- **INSTRUCTION**: Render the lines below as a JSON list of strings, with one string for each line and blank lines left out.

- **SUPPLIED DATA**:
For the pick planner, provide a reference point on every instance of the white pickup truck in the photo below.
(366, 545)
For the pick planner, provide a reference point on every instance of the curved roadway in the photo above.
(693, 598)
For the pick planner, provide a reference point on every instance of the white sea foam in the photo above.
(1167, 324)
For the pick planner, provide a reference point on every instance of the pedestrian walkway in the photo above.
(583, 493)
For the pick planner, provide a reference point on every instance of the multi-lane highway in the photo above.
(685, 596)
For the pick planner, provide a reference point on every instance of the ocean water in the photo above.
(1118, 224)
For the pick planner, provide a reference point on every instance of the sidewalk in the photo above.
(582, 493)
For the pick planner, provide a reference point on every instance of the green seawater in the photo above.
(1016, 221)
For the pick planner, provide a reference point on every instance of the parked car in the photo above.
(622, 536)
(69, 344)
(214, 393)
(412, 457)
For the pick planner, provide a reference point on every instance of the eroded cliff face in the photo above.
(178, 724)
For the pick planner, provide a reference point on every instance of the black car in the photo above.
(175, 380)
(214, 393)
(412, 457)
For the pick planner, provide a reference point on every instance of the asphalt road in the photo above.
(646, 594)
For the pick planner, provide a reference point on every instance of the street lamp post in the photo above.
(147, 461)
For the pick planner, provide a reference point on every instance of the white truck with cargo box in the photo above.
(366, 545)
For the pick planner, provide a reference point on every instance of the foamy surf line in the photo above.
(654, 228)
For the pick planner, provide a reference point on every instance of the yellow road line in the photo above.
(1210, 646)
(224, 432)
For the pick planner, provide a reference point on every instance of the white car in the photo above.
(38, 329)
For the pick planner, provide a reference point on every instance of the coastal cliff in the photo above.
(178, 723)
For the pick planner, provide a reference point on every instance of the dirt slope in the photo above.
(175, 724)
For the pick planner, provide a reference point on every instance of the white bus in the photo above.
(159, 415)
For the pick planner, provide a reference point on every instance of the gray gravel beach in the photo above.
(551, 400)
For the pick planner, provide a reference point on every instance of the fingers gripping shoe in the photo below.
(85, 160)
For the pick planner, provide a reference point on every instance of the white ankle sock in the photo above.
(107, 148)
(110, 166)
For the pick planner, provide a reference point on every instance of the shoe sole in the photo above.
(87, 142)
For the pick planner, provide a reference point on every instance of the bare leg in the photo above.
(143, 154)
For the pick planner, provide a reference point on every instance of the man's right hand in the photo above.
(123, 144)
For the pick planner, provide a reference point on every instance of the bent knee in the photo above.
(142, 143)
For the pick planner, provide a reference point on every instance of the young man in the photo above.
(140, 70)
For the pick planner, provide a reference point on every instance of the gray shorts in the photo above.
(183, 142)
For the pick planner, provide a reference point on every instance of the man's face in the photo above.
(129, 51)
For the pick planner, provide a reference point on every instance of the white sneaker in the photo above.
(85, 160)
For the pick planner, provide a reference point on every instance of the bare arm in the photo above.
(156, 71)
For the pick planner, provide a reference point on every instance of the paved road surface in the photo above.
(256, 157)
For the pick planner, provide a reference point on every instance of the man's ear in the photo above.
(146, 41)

- **OUTPUT FOR THIS TASK**:
[
  "For the pick planner, provide a reference point on every instance of the white pickup truck in the photo below.",
  "(366, 545)",
  "For the pick planner, provide a reference point on every instance of the curved roadway in the photo above.",
  "(693, 598)",
  "For the pick planner, provide a reference point on every instance of the white sea foam in the photo above.",
  "(1167, 324)",
  "For the pick planner, provide a reference point on every instance of the pedestrian walkway in the photo above.",
  "(583, 493)",
  "For the pick planner, provide a reference point on every instance of the multi-lane highway in the photo above.",
  "(685, 596)",
  "For the pick planner, provide a reference point on every instance of the ocean water in the photo above.",
  "(1118, 224)",
  "For the pick planner, provide a reference point on every instance of the sidewalk in the photo above.",
  "(582, 493)",
  "For the pick planner, provide a reference point on every instance of the green seawater in the photo above.",
  "(1016, 221)",
  "For the pick planner, provide a reference point on every instance of the parked car in the photo above.",
  "(622, 536)",
  "(69, 344)",
  "(214, 393)",
  "(412, 457)",
  "For the pick planner, provide a reference point on every instance of the eroded cliff face in the photo above.",
  "(178, 724)",
  "For the pick planner, provide a reference point on every instance of the black car in the photo above.",
  "(175, 380)",
  "(214, 393)",
  "(412, 457)",
  "For the pick planner, provide a reference point on every instance of the asphalt road in the photo above.",
  "(646, 594)",
  "For the pick planner, provide a reference point on every instance of the street lamp post in the photo above.",
  "(147, 461)",
  "For the pick planner, provide a reference point on every instance of the white truck with cargo box in the photo above.",
  "(366, 545)",
  "For the pick planner, provide a reference point on every instance of the foamy surf line in the photo above.",
  "(654, 228)",
  "For the pick planner, provide a reference point on every instance of the yellow road line in the photo above.",
  "(1210, 646)",
  "(224, 432)",
  "For the pick planner, provide a reference point on every instance of the white car in the photo above.",
  "(38, 329)",
  "For the pick planner, provide a reference point on every instance of the coastal cliff in the photo above.",
  "(178, 723)",
  "For the pick planner, provide a reference point on every instance of the dirt slope in the photo above.",
  "(175, 724)",
  "For the pick planner, provide a reference point on every instance of the white bus in the photo above.",
  "(159, 415)",
  "For the pick planner, provide a reference point on every instance of the gray gravel beach in the photo above.",
  "(551, 400)",
  "For the pick planner, provide a reference point on every instance of the fingers gripping shoe in the photo below.",
  "(85, 160)",
  "For the pick planner, provide a reference point on every instance of the white ankle sock in the photo above.",
  "(107, 148)",
  "(110, 166)",
  "For the pick planner, provide a reference point on every instance of the shoe sole in the photo above.",
  "(87, 142)",
  "For the pick planner, provide a reference point on every instance of the bare leg in the photo above.",
  "(143, 154)",
  "For the pick planner, provide a reference point on every instance of the man's right hand in the photo above.",
  "(123, 144)",
  "For the pick planner, provide a reference point on every instance of the bent knee in the photo above.",
  "(142, 143)",
  "For the pick planner, provide a reference point on every instance of the young man in the photo above.",
  "(140, 70)",
  "For the pick planner, provide a reference point on every instance of the gray shorts in the photo above.",
  "(183, 142)",
  "For the pick planner, provide a reference point on every instance of the man's face in the photo above.",
  "(129, 51)",
  "For the pick planner, provide a reference point on every instance of the white sneaker in the photo above.",
  "(85, 160)",
  "For the pick planner, provide a reference point on every instance of the bare arm in the photo above.",
  "(156, 71)",
  "For the pick planner, provide a reference point on every instance of the paved road surface in the photo above.",
  "(256, 157)",
  "For the pick planner, provide a reference point on every instance of the man's ear in the photo above.",
  "(146, 41)"
]